• **Obiettivo del compito**:
Converti in un elenco numerato la parte del materiale che inizia con la riga contenente "target | person in blue coat" e termina con l'ultima riga del materiale, entrambe comprese. Tralascia le righe vuote.

◇ ◇ ◇ ◇ ◇

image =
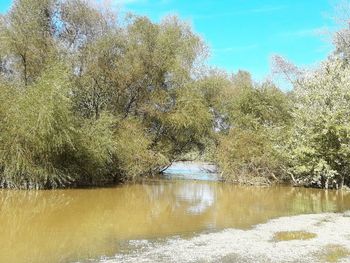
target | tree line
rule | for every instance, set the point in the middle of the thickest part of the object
(89, 99)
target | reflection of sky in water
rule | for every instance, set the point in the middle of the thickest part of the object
(192, 171)
(200, 197)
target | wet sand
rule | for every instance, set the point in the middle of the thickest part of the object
(255, 245)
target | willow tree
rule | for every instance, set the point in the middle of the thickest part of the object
(88, 100)
(249, 149)
(319, 146)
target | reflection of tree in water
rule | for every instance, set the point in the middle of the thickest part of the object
(72, 224)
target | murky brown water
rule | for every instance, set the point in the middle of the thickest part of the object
(77, 225)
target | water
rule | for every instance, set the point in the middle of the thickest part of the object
(78, 225)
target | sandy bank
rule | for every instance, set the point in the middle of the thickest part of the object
(255, 245)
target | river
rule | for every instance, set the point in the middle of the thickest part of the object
(87, 225)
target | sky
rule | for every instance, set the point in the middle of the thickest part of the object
(244, 34)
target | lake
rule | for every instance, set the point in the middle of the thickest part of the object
(87, 225)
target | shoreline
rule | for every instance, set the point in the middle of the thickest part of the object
(331, 236)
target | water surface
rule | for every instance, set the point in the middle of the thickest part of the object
(77, 225)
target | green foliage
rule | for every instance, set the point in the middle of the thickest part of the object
(36, 132)
(85, 101)
(319, 145)
(250, 151)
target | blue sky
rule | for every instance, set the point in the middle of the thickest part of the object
(244, 34)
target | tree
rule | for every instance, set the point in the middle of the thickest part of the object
(319, 147)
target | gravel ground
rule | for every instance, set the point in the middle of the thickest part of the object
(254, 245)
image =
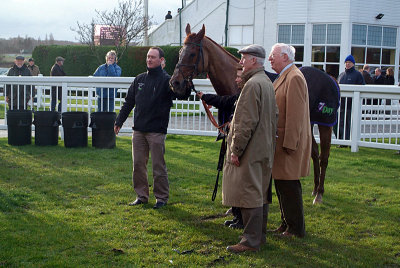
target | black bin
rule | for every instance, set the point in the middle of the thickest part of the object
(75, 129)
(102, 124)
(19, 127)
(46, 127)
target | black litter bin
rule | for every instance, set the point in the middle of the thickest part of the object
(19, 126)
(46, 127)
(102, 124)
(75, 129)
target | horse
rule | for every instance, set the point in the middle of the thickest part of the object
(200, 54)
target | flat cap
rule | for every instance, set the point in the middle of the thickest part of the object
(254, 50)
(59, 58)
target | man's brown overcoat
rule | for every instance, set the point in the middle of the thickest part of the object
(252, 138)
(294, 130)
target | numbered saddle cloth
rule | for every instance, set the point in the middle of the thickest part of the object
(324, 96)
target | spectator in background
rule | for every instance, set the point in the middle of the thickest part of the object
(34, 69)
(378, 78)
(168, 16)
(56, 92)
(105, 96)
(367, 75)
(389, 79)
(349, 76)
(18, 96)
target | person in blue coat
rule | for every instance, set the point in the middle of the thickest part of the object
(105, 96)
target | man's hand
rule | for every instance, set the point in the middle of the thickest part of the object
(287, 150)
(116, 129)
(235, 159)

◇ ◇ ◇ ◇ ◇

• **Risposta scritta**:
1. target | person in blue coat
2. rule | for every instance, set the point in the middle of the thickest part of the object
3. (105, 96)
4. target | man's hand
5. rule | for every instance, set the point in the middle of the thickest part of the object
6. (287, 150)
7. (116, 129)
8. (235, 159)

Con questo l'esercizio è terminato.